··· AVAILABLE RECORDS
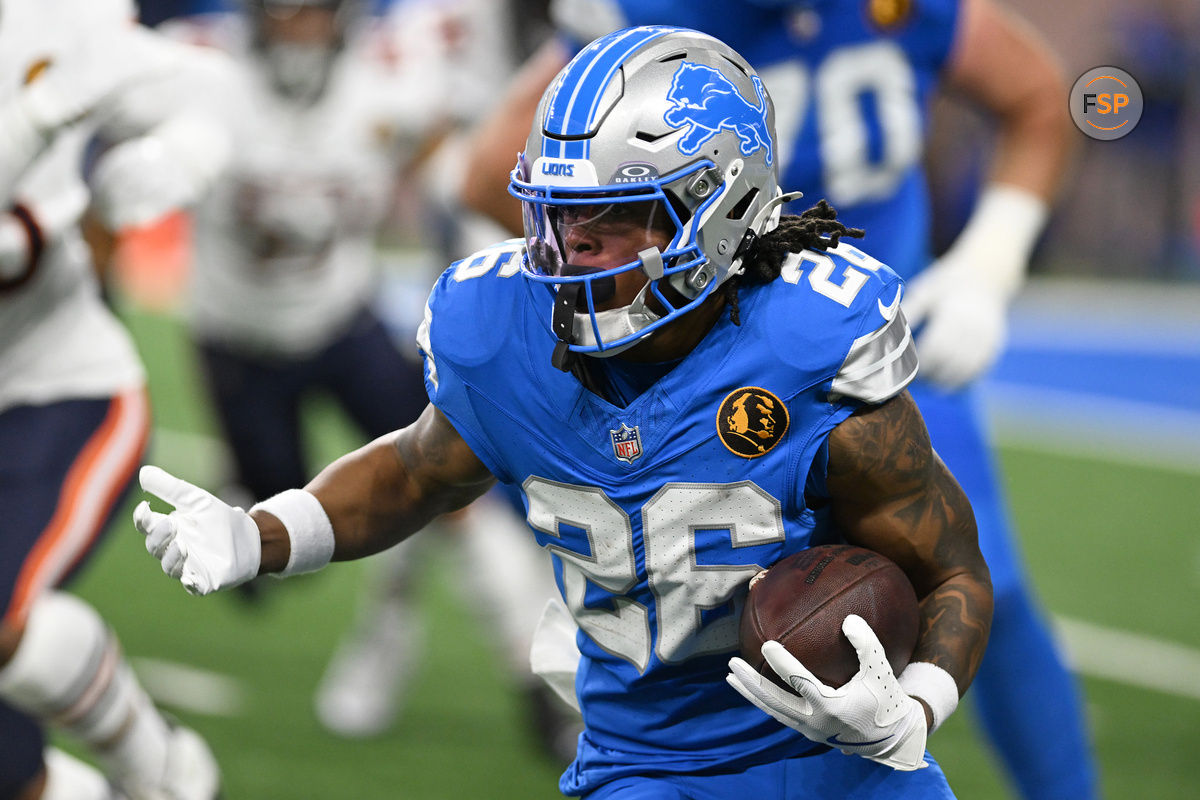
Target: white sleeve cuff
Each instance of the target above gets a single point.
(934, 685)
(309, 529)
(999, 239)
······
··· AVAILABLE RECORDS
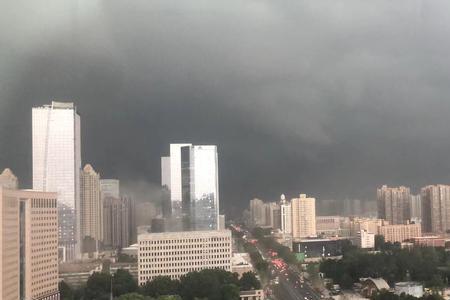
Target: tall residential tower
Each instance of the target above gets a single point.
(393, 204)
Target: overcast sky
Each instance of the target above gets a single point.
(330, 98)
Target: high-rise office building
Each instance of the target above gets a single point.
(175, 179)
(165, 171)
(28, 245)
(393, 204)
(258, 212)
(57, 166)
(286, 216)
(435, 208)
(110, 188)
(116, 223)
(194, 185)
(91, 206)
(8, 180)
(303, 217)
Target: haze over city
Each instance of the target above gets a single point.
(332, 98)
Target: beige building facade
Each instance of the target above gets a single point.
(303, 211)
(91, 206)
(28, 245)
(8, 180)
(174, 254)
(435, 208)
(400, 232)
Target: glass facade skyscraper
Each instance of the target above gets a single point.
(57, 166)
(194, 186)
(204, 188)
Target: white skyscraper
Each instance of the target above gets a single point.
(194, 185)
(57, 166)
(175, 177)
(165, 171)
······
EXERCISE | Taking the entries above, write out exactly the lines starting with the line containing "Target: overcast sky" and going on through the line containing "Target: glass facade skyscraper", both included, and nothing else.

PROBLEM SOLUTION |
Target: overcast sky
Each instance of the target above gets a single point.
(330, 98)
Target: high-rise office building
Each instance of the target above gets a single point.
(175, 179)
(165, 171)
(28, 245)
(393, 204)
(258, 212)
(57, 166)
(286, 216)
(435, 208)
(110, 188)
(116, 223)
(194, 185)
(91, 206)
(8, 180)
(303, 217)
Target: haze over city
Each instance of the target above gets a single point.
(332, 98)
Target: beige building facade
Each instance of the target above gets a single point.
(303, 211)
(91, 206)
(28, 245)
(8, 180)
(174, 254)
(435, 208)
(400, 232)
Target: glass facade skyscraper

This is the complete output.